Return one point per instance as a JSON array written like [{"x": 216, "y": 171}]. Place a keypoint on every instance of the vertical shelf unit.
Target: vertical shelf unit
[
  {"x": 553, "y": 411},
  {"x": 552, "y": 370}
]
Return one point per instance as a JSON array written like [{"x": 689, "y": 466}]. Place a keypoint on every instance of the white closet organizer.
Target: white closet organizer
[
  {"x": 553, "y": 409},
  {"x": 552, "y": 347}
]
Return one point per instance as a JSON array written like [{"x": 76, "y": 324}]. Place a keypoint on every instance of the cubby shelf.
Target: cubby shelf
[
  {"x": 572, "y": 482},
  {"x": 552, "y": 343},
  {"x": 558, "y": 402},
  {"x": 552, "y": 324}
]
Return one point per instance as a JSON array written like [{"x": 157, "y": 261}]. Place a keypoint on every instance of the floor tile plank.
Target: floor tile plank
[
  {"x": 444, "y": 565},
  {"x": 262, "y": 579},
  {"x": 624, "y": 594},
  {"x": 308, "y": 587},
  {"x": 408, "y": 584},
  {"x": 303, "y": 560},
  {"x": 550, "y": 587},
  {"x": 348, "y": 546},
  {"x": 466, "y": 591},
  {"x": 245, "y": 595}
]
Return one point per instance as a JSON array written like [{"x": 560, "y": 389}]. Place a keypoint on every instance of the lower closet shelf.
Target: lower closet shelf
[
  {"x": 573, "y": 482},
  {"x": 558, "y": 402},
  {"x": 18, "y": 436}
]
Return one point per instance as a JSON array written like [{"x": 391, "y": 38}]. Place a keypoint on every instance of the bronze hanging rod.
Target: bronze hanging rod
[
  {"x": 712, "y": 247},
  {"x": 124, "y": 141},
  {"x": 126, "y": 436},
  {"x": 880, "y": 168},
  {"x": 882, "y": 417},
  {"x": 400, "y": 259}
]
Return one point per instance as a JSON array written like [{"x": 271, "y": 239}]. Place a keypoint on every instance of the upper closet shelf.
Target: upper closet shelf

------------------------------

- **Exercise**:
Among the entries above, say how many lines hold the word "written". No other words belong in the answer.

- **Exercise solution**:
7